Data to use section start
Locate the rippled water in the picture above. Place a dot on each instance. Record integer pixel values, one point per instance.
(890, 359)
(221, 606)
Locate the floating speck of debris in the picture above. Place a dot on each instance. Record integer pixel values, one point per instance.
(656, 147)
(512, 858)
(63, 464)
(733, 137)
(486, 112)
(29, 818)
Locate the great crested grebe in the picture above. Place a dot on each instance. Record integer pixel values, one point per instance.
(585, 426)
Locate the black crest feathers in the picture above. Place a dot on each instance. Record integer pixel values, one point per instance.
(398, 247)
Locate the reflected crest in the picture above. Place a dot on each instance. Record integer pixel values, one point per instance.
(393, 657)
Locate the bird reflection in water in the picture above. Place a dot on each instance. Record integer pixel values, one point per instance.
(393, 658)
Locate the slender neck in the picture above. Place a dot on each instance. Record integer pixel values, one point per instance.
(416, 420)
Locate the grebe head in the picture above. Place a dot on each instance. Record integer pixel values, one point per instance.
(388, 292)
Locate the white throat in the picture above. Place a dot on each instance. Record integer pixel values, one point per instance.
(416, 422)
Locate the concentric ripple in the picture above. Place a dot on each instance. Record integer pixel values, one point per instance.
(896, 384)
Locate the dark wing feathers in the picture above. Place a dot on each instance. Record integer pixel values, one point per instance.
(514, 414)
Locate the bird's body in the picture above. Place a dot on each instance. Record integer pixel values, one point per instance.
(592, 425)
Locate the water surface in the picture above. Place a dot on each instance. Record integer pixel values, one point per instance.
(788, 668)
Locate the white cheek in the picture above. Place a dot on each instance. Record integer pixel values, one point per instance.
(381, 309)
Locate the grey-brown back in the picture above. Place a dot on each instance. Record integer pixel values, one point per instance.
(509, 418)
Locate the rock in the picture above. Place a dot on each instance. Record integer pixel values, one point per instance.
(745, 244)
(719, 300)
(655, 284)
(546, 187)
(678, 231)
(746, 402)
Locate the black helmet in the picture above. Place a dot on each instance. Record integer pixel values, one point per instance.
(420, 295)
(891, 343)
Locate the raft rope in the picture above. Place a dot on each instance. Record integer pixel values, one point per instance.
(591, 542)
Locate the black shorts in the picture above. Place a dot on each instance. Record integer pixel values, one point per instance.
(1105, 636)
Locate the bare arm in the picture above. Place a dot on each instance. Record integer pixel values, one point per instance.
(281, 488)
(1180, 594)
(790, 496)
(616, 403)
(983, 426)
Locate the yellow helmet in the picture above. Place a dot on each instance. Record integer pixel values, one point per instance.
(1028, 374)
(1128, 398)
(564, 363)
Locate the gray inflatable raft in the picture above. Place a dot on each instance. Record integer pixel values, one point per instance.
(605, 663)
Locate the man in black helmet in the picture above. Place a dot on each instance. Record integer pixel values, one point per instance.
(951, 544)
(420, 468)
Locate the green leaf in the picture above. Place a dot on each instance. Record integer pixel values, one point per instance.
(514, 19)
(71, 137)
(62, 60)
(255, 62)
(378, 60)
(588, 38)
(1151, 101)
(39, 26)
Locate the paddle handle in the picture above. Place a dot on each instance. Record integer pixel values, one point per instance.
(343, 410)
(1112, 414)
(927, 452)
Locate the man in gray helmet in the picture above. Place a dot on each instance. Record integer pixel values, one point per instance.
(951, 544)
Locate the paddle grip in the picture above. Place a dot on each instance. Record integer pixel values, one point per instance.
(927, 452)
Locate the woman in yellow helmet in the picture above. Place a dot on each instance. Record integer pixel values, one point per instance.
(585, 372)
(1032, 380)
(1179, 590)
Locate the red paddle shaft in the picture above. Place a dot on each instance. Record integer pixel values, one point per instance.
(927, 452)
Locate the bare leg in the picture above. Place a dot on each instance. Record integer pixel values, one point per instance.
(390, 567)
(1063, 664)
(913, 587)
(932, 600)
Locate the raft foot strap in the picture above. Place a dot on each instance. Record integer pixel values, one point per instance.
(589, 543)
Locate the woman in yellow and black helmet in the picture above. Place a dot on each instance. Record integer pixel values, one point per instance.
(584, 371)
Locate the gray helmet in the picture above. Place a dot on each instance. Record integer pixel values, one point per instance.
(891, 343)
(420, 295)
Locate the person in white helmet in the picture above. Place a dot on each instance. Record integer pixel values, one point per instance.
Data to use section end
__What is required__
Please return all of the records exactly as they appear.

__Answer to this task__
Locate the rippled water in the picture above. Place a dot on each instance. Record integer pixel values, one point per instance.
(890, 359)
(221, 606)
Locate the floating speck of debris in the picture above. Place a dot on each instance. Record integer pixel values, one point per instance.
(656, 147)
(512, 858)
(63, 464)
(733, 137)
(486, 112)
(29, 818)
Locate the great crested grebe in the picture above. Place a dot on each instance. Record integer pixel values, one point per instance.
(585, 426)
Locate the black crest feathers in the picture above. Place a dot on each instance. Record integer pixel values, one point per instance.
(398, 247)
Locate the reflected crest in the picture above. Place a dot on each instance. Record integer pixel values, one point per instance.
(393, 657)
Locate the bird reflection in water in the picture above. Place a dot on each instance. Record integer pixel values, one point per instance.
(393, 658)
Locate the slender neck in the picture above. Place a dot on each instance. Record integer pixel values, one point per instance.
(416, 420)
Locate the grebe head in the picture above. Place a dot on each instance. Record integer pixel values, one point per instance.
(388, 292)
Locate the white throat in the picture above. Place a dot on each instance. Record integer pixel values, one point per instance.
(416, 422)
Locate the concentric ripple in the picture above. Place a dot on each instance. Record integer pixel values, one point per instance.
(896, 384)
Locate the dark wing feathers in the picture above. Place a dot on each instance. Record integer pixel values, one point per instance.
(514, 414)
Locate the bird's body in the picture above. Place a dot on each instance. Record integer pixel values, one point per instance.
(592, 425)
Locate the water surface in the picture above. Place a dot on each instance. Record integer pixel values, one point per instance.
(788, 668)
Locate the white cheek in the picture above. Place a dot on each instance. Record integer pixel values, one point per instance.
(381, 309)
Locate the grey-brown back in the picture above. Place a dot on each instance. Record integer pixel values, one point per instance.
(509, 418)
Locate the rock in the picture above. Place a dot on each instance. Record integer pixel values, one point per instance.
(745, 244)
(719, 300)
(655, 284)
(546, 187)
(678, 231)
(746, 402)
Locate the black helmet in the picture above. Place a dot on each instance. Record integer pixel values, one point per instance.
(420, 295)
(891, 343)
Locate the raft rope in the picture above. Place a dot on each instance. Record integer pixel values, one point per instance.
(591, 542)
Locate the black shorts in the picture above. Place a dot on each instance. Record integer pixel values, one point per instance.
(1105, 636)
Locate the bare arm in the picture above. Place a dot on each instance. Record integer pixel values, one point per instance.
(281, 488)
(1180, 594)
(790, 496)
(616, 403)
(983, 426)
Locate the yellow helmet in the picture above. Place a dot on each instance. Record integer pixel values, one point per instance.
(1028, 374)
(1128, 398)
(564, 363)
Locate the gray inflatable raft in the picture above. Place a dot on each instance. Record integer pixel values, one point per instance.
(605, 663)
Locate the man in black helmet in the picture above. Place a dot on each instance. Record integer pixel values, one point per instance.
(951, 544)
(420, 468)
Locate the green leaf in the picture above. Place a dot on each instance. Record integer pixel values, one point per instance.
(514, 19)
(71, 137)
(62, 60)
(255, 62)
(378, 60)
(588, 38)
(1151, 101)
(39, 26)
Locate the paddle handle in the picture above. Place a dot on each instance. Record integer pixel values, one point per instance.
(343, 410)
(1112, 414)
(927, 452)
Locate the man in gray helmet in the picture above. Place a dot on each instance. Record integer pixel values, one point per instance.
(951, 544)
Locate the paddle grip in the picture above. Place a dot on each instance. Record integer pixel values, one point per instance.
(927, 452)
Locate the woman in yellow helmet in the picture above. Place a dot on each instance. Record integer pixel values, one point per instance.
(585, 372)
(1032, 380)
(1179, 590)
Locate the red paddle shaft in the picture above. Place a dot on each instance. Record integer pixel values, one point per instance.
(927, 452)
Locate the bare leg in the picture above. Place a dot on each instance. Record integer pixel values, one point per instance.
(390, 567)
(1063, 664)
(913, 587)
(932, 600)
Locate the raft foot strap in the picture above. Place a dot on each instance. Record integer pixel values, one point per instance.
(589, 543)
Locate the woman in yellow and black helmet in the picture above. Place a dot on each instance. Record integer pixel values, one point per instance.
(584, 371)
Locate the gray helmet in the picture above. Place a dot on each instance. Record integer pixel values, one point per instance.
(891, 343)
(420, 295)
Locate the person in white helmet in the picture above. Place a dot on each instance. Record integer pixel values, one point per instance.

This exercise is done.